- [Your task]
Pull out each line of the records holding the string "coordinates".

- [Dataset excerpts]

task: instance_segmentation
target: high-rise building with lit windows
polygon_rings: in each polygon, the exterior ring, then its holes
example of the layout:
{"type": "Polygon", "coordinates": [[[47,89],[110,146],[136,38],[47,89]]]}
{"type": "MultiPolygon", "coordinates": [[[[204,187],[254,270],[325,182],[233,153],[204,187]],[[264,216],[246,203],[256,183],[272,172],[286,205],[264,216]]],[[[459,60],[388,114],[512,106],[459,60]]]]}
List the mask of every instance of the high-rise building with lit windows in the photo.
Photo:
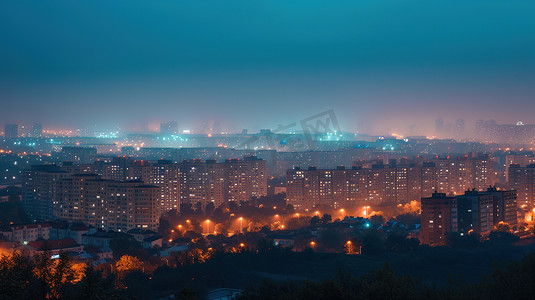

- [Result for this exercise]
{"type": "Polygon", "coordinates": [[[47,89],[110,146],[136,38],[47,89]]]}
{"type": "MultiPolygon", "coordinates": [[[[204,187],[254,270],[325,182],[233,153],[204,187]],[[264,216],[246,203],[256,183],[272,172],[286,205],[264,216]]],[[[459,60],[388,114],[512,106],[459,60]]]]}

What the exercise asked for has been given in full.